[TASK DETAILS]
Copy every one of the following records word for word, keeping each line unchanged.

[RECORDS FOR THE EXERCISE]
Start
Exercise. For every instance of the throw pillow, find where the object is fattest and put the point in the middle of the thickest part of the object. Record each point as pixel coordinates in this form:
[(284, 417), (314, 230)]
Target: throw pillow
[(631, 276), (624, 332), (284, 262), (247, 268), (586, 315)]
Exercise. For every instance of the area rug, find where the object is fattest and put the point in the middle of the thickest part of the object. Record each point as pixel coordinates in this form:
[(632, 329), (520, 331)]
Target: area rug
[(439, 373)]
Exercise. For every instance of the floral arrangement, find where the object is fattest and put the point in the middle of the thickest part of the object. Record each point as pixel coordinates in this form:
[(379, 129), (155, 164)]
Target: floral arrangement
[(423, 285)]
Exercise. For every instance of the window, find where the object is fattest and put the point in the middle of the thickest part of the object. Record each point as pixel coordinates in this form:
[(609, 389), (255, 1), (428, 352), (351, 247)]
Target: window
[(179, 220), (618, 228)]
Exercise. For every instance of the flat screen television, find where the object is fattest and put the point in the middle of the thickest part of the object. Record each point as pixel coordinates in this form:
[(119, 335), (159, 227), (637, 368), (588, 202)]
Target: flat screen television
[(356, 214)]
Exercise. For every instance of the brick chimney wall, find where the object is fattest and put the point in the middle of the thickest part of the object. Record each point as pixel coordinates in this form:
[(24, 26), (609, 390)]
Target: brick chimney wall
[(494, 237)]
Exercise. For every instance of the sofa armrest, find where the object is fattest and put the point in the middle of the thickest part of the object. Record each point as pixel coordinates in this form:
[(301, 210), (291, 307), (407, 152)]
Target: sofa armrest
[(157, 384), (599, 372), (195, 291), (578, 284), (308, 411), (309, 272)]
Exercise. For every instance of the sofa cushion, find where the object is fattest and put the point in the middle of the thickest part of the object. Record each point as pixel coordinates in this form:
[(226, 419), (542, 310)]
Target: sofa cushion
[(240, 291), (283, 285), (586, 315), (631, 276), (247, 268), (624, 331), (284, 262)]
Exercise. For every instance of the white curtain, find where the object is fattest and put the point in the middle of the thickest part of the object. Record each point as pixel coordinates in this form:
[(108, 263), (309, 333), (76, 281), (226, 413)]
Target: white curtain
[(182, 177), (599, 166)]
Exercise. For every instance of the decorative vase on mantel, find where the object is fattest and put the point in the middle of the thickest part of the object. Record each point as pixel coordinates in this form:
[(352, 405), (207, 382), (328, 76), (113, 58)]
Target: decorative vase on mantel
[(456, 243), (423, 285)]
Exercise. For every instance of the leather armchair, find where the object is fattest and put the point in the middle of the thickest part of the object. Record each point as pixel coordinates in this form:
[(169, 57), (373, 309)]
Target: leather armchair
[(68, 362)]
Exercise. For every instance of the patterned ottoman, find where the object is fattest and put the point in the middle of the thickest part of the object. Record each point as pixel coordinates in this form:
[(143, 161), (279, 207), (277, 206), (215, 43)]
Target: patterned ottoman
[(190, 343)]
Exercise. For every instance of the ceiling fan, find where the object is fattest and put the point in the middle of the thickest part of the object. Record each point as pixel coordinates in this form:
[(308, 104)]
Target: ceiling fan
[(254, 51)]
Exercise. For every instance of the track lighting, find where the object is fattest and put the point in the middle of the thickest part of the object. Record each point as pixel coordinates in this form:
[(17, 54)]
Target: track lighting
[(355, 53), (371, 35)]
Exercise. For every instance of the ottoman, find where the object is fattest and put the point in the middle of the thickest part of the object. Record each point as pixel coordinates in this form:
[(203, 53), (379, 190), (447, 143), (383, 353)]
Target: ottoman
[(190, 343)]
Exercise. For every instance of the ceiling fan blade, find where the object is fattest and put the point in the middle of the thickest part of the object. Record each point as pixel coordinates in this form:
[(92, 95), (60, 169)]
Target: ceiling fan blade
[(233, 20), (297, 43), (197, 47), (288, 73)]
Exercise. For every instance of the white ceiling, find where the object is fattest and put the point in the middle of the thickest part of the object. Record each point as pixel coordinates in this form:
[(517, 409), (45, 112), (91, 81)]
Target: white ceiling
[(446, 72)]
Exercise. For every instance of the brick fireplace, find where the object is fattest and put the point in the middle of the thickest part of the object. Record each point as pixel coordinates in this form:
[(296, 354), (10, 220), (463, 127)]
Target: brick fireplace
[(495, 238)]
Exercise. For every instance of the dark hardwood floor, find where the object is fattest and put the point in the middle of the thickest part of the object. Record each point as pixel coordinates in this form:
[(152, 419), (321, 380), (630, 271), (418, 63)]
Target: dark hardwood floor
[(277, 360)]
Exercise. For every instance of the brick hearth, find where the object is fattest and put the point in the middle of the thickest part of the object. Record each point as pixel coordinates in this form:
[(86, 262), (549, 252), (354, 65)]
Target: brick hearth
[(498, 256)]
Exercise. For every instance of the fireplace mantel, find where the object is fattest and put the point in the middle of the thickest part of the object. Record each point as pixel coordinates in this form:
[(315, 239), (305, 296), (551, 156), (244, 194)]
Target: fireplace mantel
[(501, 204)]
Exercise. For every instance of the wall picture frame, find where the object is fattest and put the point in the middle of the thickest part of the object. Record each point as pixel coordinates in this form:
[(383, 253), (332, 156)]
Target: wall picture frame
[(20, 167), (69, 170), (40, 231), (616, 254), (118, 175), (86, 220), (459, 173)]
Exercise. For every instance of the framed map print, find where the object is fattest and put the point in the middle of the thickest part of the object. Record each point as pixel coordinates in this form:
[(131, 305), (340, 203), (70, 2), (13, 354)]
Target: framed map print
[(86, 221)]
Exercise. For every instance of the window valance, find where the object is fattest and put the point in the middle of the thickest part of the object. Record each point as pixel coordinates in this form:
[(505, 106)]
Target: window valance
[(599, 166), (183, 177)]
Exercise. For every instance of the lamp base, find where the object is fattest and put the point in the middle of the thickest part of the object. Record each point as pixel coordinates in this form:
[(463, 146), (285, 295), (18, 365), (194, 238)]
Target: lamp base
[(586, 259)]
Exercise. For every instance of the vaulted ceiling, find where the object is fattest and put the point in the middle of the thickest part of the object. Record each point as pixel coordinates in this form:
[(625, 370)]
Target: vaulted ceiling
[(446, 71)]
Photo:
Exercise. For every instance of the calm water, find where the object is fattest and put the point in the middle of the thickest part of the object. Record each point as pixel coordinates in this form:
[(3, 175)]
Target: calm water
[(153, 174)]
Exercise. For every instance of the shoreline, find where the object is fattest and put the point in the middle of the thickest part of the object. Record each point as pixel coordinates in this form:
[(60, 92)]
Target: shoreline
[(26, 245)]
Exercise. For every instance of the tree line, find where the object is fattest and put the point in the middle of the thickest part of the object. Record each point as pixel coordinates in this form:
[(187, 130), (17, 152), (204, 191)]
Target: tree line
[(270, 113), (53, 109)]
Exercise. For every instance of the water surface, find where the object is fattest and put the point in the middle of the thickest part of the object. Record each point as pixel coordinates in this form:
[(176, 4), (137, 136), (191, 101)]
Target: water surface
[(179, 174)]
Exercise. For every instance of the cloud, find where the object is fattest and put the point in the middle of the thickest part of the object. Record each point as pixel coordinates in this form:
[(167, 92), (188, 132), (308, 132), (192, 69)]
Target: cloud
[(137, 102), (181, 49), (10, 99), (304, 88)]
End
[SOLUTION]
Exercise. For every instance of the throw pillow, find where the object is fattest and put the point in the middle of the thickest part of the object. Record each point as pixel coordinates in this form:
[(284, 417), (314, 230)]
Target: throw pillow
[(631, 276), (624, 332), (284, 262), (247, 268), (586, 315)]
Exercise. For every instance of the area rug, find where the object is fattest and put the point in the middle of the thickest part of the object. Record each point as pixel coordinates in this form:
[(632, 329), (520, 331)]
Target: area rug
[(439, 373)]
Exercise. For every instance of the floral arrangement, find where the object is fattest and put the point in the middle of the thickest part of the object. Record each point as pixel coordinates in this form:
[(379, 129), (155, 164)]
Target: floral arrangement
[(423, 285)]
Exercise. For every instance of the window, find where the object is fattest and put the point in the middle of the thickest part of the object. Record each point as pixel coordinates in this form:
[(609, 389), (255, 1), (428, 352), (351, 247)]
Target: window
[(179, 220), (618, 228)]
Exercise. For every instance of the flat screen television, find where the object is fattest and put the point in the middle of the thickest part of the object. Record each point as pixel coordinates in this form:
[(119, 335), (159, 227), (637, 368), (588, 202)]
Target: flat screen television
[(356, 214)]
Exercise. For every instance of the brick chimney wall, find where the object is fattest and put the point in the middle of the thickest part of the object. Record each point as pixel coordinates in this form:
[(24, 26), (609, 390)]
Target: brick chimney wall
[(494, 237)]
Exercise. For every instance of the sofa armrest, find where the object is fattest and put the point in the middle of the thickest part of the object. Record each point as pixel coordinates in this form:
[(301, 210), (291, 307), (407, 152)]
Target: sofa armrest
[(157, 384), (599, 372), (195, 291), (578, 284), (308, 411), (309, 272)]
Exercise. For every instance of the sofa cushion, find where the object is fattest and put the point in the middle of the thickest part of the object. Record each point as pixel coordinates in this form:
[(226, 419), (542, 310)]
Target: sofa cushion
[(240, 291), (283, 285), (586, 315), (631, 276), (247, 268), (624, 331), (284, 262)]
Exercise. For every instance of the white curtain, find where the object is fattest and put the point in the middle of the thickest part of the object. Record each point as pixel coordinates in this form:
[(108, 263), (309, 333), (76, 281), (226, 413)]
Target: white curtain
[(182, 177), (599, 166)]
Exercise. For every instance of the decorative vase on mantel, find where the object is fattest and put the point in the middle of the thickest part of the object. Record each point as pixel coordinates in this form:
[(352, 405), (207, 382), (328, 76), (113, 58)]
Target: decorative vase on mantel
[(456, 243), (423, 285)]
Exercise. For every instance of the leather armchair, find where the object is fattest and put the point in the middle of the thickest part of the object. Record each point as pixel coordinates in this form:
[(169, 57), (373, 309)]
Target: leather armchair
[(68, 362)]
Exercise. For every instance of the patterned ottoman, find where the object is fattest and put the point in the middle of the thickest part of the object. Record each point as pixel coordinates in this form:
[(143, 161), (279, 207), (277, 206), (215, 43)]
Target: patterned ottoman
[(190, 343)]
Exercise. For every instance of the ceiling fan, find where the object is fattest and put the point in the middle of the thickest part of the object. Record each point as pixel coordinates in this form:
[(308, 104)]
Target: ceiling fan
[(254, 51)]
Exercise. For every instance of the track lighting, find where the object is fattest and put the point in the middle of the thickest part of the object. Record each point as pixel coordinates in this form:
[(17, 54)]
Target: track lighting
[(355, 53), (371, 35)]
Exercise. For every instance of the ottoman, find where the object is fattest and put the point in the middle of the thickest part of the object. Record each point as pixel coordinates in this form:
[(203, 53), (379, 190), (447, 143), (383, 353)]
Target: ottoman
[(190, 343)]
Exercise. For every instance of the ceiling fan blade, find where the object is fattest and put the point in the middle of the thickest part of the object. Record each point as pixel coordinates in this form:
[(92, 95), (60, 169)]
Target: ceiling fan blade
[(233, 20), (297, 43), (197, 47), (288, 73)]
Exercise. For every instance of the white ceiling, find where the object is fattest and put the point in the middle of the thickest part of the object. Record each point as pixel coordinates in this form:
[(517, 409), (45, 112), (91, 81)]
Target: white ceiling
[(446, 72)]
Exercise. For every instance of the brick fireplace, find where the object is fattest and put the point in the middle of the thickest part of the object. Record each point as pixel coordinates in this form:
[(296, 354), (10, 220), (463, 127)]
Target: brick fireplace
[(495, 238)]
Exercise. For every instance of the dark hardwood floor, find where the object is fattest and put the point in the middle of the thickest part of the object. Record each point as pixel coordinates in this form:
[(152, 419), (321, 380), (630, 271), (418, 63)]
Target: dark hardwood floor
[(277, 360)]
Exercise. For every instance of the brick hearth, find where the object is fattest and put the point in the middle of the thickest part of the object. Record each point as pixel coordinates in this form:
[(86, 262), (549, 252), (354, 65)]
Target: brick hearth
[(498, 256)]
Exercise. For every instance of the fireplace mantel, find where the object is fattest and put the point in the middle of the thickest part of the object. Record each point as pixel coordinates in this form:
[(315, 239), (305, 296), (551, 156), (244, 194)]
Target: fireplace mantel
[(501, 204)]
Exercise. For every instance of the wall picture frame, find where the object is fattest and put the point in the middle of the thickest part of the object. Record each point as pixel coordinates in this form:
[(383, 253), (332, 156)]
Target: wall picture frame
[(20, 167), (69, 170), (40, 231), (616, 254), (118, 175), (86, 220), (459, 173)]
Exercise. For every instance of the framed map print, find where the object is fattest and put the point in the middle of the thickest part of the object. Record each point as pixel coordinates in this form:
[(131, 305), (340, 203), (70, 2), (13, 354)]
Target: framed map print
[(86, 221)]
Exercise. For every instance of the window valance, find where the object is fattest and put the point in the middle of the thickest part of the object. Record each point as pixel coordinates in this form:
[(505, 106)]
Target: window valance
[(599, 166), (183, 177)]
Exercise. For every instance of the lamp base, find where the object is fattest and put the point in the middle of the thickest part of the object. Record each point as pixel coordinates in this form:
[(463, 146), (285, 295), (18, 365), (194, 238)]
Target: lamp base
[(586, 259)]
Exercise. For every instance of the vaulted ceiling, find where the object is fattest and put the point in the middle of the thickest part of the object. Record each point as pixel coordinates in this form:
[(625, 370)]
Target: vaulted ceiling
[(446, 71)]
Photo:
Exercise. For every instance of the calm water, find where the object is fattest and put the point in the middle of the thickest part of the object. Record each point as pixel coordinates in this form:
[(3, 175)]
Target: calm water
[(153, 174)]
Exercise. For every instance of the shoreline, find where the object is fattest and put the point in the middle of the thickest part of the object. Record each point as pixel coordinates in this form:
[(60, 92)]
Target: shoreline
[(26, 245)]
Exercise. For every instance of the tree line, find where the object is fattest and put the point in the middle of the thickest part of the object. Record each point as pixel coordinates in this form:
[(187, 130), (17, 152), (204, 191)]
Target: tree line
[(270, 113), (53, 109)]
Exercise. For every instance of the water surface, find where the object is fattest and put the point in the middle of the thickest part of the object. Record each point as pixel coordinates in this form:
[(176, 4), (137, 136), (191, 101)]
Target: water surface
[(179, 174)]
Exercise. For every instance of the cloud, find where the object is fattest and put the point in the middle of the thickest part of the object. Record each point as pixel coordinates in this form:
[(167, 92), (188, 132), (308, 132), (192, 69)]
Target: cloud
[(137, 102), (181, 49), (10, 99), (304, 88)]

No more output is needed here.